▸ EXTRACTED DATA:
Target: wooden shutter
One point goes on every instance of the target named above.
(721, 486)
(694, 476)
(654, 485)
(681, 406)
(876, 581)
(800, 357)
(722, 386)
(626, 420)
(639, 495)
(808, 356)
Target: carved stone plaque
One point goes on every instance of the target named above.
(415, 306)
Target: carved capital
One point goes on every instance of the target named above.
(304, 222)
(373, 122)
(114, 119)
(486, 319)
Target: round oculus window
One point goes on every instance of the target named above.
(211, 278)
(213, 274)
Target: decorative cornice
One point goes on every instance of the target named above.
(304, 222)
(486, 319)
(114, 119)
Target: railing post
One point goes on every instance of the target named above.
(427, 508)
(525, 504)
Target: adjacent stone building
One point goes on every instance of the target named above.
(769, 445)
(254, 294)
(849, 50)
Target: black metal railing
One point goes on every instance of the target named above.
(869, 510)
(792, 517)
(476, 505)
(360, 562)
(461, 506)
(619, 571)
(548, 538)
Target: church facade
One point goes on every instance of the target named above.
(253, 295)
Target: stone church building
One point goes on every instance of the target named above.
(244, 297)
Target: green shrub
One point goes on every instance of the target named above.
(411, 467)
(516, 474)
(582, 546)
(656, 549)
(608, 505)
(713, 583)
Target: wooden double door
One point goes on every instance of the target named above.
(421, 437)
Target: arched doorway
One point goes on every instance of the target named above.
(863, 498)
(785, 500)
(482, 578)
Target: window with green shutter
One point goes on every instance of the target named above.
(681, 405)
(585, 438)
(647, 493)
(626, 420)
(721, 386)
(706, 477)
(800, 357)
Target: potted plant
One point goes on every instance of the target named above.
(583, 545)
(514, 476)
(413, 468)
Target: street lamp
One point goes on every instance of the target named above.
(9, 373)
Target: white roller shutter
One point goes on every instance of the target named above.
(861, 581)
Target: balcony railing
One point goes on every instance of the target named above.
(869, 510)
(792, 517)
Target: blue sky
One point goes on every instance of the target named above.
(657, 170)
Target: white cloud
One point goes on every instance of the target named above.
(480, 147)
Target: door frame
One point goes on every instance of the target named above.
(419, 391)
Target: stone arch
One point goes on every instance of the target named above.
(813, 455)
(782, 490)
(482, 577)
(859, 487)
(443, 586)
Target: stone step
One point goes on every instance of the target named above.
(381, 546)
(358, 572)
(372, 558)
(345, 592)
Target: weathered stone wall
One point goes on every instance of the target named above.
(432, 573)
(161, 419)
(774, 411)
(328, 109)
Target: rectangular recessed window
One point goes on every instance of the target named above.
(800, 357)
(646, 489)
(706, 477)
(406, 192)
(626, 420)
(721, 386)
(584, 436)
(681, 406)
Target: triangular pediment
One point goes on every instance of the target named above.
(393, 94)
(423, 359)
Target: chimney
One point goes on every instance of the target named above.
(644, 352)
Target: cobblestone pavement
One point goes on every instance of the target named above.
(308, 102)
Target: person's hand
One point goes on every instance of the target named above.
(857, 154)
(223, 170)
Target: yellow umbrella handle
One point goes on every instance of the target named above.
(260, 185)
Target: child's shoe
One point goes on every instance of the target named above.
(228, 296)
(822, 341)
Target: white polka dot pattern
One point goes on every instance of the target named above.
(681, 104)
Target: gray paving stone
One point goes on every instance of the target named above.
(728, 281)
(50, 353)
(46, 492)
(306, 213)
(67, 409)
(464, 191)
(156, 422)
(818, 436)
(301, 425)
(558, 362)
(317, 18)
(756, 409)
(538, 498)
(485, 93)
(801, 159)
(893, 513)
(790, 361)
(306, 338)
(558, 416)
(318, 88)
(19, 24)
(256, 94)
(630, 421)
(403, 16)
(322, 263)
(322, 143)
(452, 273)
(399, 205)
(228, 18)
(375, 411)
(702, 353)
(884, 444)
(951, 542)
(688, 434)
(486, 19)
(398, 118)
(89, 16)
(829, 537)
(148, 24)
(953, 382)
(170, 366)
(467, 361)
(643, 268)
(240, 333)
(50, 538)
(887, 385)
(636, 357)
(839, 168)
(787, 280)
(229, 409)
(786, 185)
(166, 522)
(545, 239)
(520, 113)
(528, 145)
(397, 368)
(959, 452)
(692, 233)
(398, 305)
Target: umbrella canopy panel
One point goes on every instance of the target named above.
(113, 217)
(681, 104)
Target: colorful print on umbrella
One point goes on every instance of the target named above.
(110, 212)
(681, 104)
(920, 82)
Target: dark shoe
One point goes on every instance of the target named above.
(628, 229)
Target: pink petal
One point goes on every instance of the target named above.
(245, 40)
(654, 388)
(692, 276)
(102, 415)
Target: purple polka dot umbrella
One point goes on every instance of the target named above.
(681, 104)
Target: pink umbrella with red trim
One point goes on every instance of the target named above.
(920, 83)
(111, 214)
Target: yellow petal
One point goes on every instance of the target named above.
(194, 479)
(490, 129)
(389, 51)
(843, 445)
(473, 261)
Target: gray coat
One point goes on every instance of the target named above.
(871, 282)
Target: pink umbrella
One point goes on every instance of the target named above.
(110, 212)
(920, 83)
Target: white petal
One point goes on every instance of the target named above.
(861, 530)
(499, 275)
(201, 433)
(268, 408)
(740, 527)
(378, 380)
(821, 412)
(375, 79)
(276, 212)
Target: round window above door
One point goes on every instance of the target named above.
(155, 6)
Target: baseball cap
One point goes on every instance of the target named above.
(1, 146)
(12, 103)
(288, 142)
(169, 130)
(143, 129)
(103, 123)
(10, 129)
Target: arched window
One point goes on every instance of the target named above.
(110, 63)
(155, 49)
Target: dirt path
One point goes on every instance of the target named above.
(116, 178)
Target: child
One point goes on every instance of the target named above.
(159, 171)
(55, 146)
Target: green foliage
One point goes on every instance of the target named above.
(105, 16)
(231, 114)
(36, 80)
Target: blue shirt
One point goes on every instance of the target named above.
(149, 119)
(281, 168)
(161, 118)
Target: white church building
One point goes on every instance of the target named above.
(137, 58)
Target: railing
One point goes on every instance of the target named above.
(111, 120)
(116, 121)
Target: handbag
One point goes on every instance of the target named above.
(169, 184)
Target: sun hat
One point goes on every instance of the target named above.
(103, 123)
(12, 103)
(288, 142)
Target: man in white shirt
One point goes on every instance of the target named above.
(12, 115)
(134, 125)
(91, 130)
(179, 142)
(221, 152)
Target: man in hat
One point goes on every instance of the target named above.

▸ WHAT NEEDS TO BE DONE:
Nothing should be left out: repeat all of the data exactly.

▸ RESPONSE TO THIS EXERCISE:
Target: wooden shutter
One point goes on every instance of the target named above.
(721, 486)
(694, 476)
(654, 485)
(681, 406)
(876, 581)
(800, 357)
(722, 386)
(626, 420)
(639, 495)
(808, 356)
Target: carved stone plaque
One point goes on every instance of the target named above.
(415, 306)
Target: carved capital
One point goes on every instance of the target named above.
(304, 222)
(373, 122)
(114, 119)
(486, 319)
Target: round oculus window
One point goes on every instance of the target named above.
(211, 278)
(213, 274)
Target: decorative cornice
One point goes on every instance of the target named above.
(304, 222)
(486, 319)
(114, 119)
Target: railing post
One point goes on every instance of the target named above.
(427, 508)
(525, 504)
Target: adjacent stone building
One point goes on every instance of the target named above.
(769, 445)
(254, 294)
(849, 50)
Target: black metal railing
One point goes on every instance of the target named above.
(869, 510)
(792, 517)
(476, 505)
(360, 562)
(461, 506)
(619, 571)
(548, 538)
Target: church facade
One point goes on every instance of the target named above.
(253, 295)
Target: stone church building
One point goes on every instance of the target named above.
(244, 297)
Target: green shrub
One point goes on every instance of the target named above.
(411, 467)
(516, 474)
(582, 546)
(656, 549)
(608, 505)
(713, 583)
Target: wooden double door
One point goes on every instance of the target named above.
(421, 437)
Target: arched doorway
One point goes on every instance of the target named above.
(863, 498)
(785, 500)
(482, 578)
Target: window with green shutter
One point goes on every instance of the target named above.
(681, 405)
(585, 438)
(647, 493)
(626, 420)
(721, 386)
(706, 477)
(800, 357)
Target: potted plant
One point goes on every instance of the target named above.
(583, 545)
(514, 476)
(413, 468)
Target: street lamp
One point goes on every instance of the target named above.
(9, 373)
Target: white roller shutter
One point goes on every instance of the target named above.
(861, 581)
Target: balcony railing
One point goes on every instance of the target named above.
(869, 510)
(792, 517)
Target: blue sky
One point goes on every instance of the target named above.
(657, 170)
Target: white cloud
One point goes on every instance of the target named above.
(480, 147)
Target: door frame
One point goes on every instance of the target named above.
(419, 391)
Target: stone arch
One point goes on every instance of the target named above.
(813, 455)
(782, 490)
(482, 577)
(859, 487)
(443, 586)
Target: stone step
One point goes on every instance of the target named above.
(381, 546)
(358, 572)
(372, 558)
(345, 592)
Target: weathered stone wall
One point goes on every instance of the target named above.
(432, 573)
(161, 419)
(774, 411)
(328, 109)
Target: rectangular recessed window
One point goes on every instance of the target named above.
(800, 357)
(646, 489)
(706, 477)
(406, 192)
(626, 420)
(721, 386)
(584, 436)
(681, 406)
Target: triangular pediment
One point goes on every instance of the target named above.
(393, 94)
(423, 359)
Target: chimney
One point goes on every instance of the target named above.
(644, 352)
Target: cobblestone pavement
One point goes on every instance of the target named above.
(308, 102)
Target: person's hand
One point goes on every instance of the target named above.
(857, 154)
(223, 170)
Target: yellow umbrella handle
One point goes on every instance of the target named above.
(260, 185)
Target: child's shoe
One point goes on every instance of the target named above.
(228, 296)
(822, 341)
Target: white polka dot pattern
One point goes on every instance of the target named above.
(681, 104)
Target: gray paving stone
One point goes on every instance of the target named above.
(728, 281)
(50, 353)
(46, 492)
(306, 213)
(67, 409)
(464, 191)
(156, 422)
(818, 436)
(301, 425)
(558, 362)
(317, 18)
(756, 409)
(538, 498)
(485, 93)
(801, 159)
(893, 513)
(790, 361)
(306, 338)
(558, 416)
(318, 88)
(19, 24)
(256, 94)
(630, 421)
(403, 16)
(322, 263)
(322, 143)
(452, 273)
(399, 205)
(228, 18)
(375, 411)
(702, 353)
(884, 444)
(951, 542)
(688, 434)
(486, 19)
(398, 118)
(89, 16)
(829, 537)
(148, 24)
(953, 382)
(170, 366)
(467, 361)
(643, 268)
(240, 333)
(50, 538)
(887, 385)
(636, 357)
(839, 168)
(787, 280)
(229, 409)
(786, 185)
(166, 522)
(545, 239)
(520, 113)
(528, 145)
(397, 368)
(959, 452)
(692, 233)
(398, 305)
Target: umbrella canopy panel
One point goes on every instance of the target named above.
(113, 217)
(681, 104)
Target: colorful print on umbrella
One point goes on every instance of the target named above.
(110, 212)
(681, 104)
(920, 82)
Target: dark shoe
One point goes on every instance of the target named above.
(628, 229)
Target: pink petal
One point goes on every instance of the target named above.
(245, 40)
(654, 388)
(692, 276)
(102, 415)
Target: purple polka dot umbrella
One point goes on every instance of the target named above.
(681, 104)
Target: pink umbrella with red trim
One point goes on every instance of the target named above.
(920, 83)
(111, 214)
Target: yellow petal
One point goes on every instance of the target named above.
(194, 479)
(490, 129)
(389, 51)
(843, 445)
(473, 261)
Target: gray coat
One point goes on every instance of the target named above.
(871, 282)
Target: pink umbrella
One point goes on every instance of the target named above.
(110, 212)
(920, 83)
Target: white petal
One point goes on every instance of the target named above.
(861, 530)
(499, 275)
(201, 433)
(268, 408)
(740, 527)
(378, 380)
(821, 412)
(375, 79)
(276, 212)
Target: round window above door
One point goes on every instance of the target named above.
(155, 6)
Target: baseball cap
One point goes on every instance of the target named above.
(1, 146)
(12, 103)
(288, 142)
(169, 130)
(143, 129)
(103, 123)
(10, 129)
Target: arched window
One point goes on every instance of the target named above.
(110, 63)
(155, 49)
Target: dirt path
One point goes on every instance of the target named above.
(116, 178)
Target: child
One point goes on every instance of the target named above.
(159, 171)
(55, 146)
Target: green foliage
One point goes on every instance of the target named above.
(105, 16)
(231, 114)
(36, 80)
Target: blue shirt
One point goes on every instance of the target named above.
(149, 119)
(281, 168)
(161, 118)
Target: white church building
One point goes on every instance of the target named above.
(137, 58)
Target: railing
One point goes on every instance of the target named above.
(111, 120)
(116, 121)
Target: handbag
One point goes on every instance of the target named above.
(169, 184)
Target: sun hat
One point goes on every instance of the target named above.
(103, 123)
(12, 103)
(288, 142)
Target: man in white shirt
One point goes on every instance of the target named above.
(12, 115)
(134, 125)
(91, 130)
(179, 142)
(221, 152)
Target: man in hat
One point goes on every instance of the target named above.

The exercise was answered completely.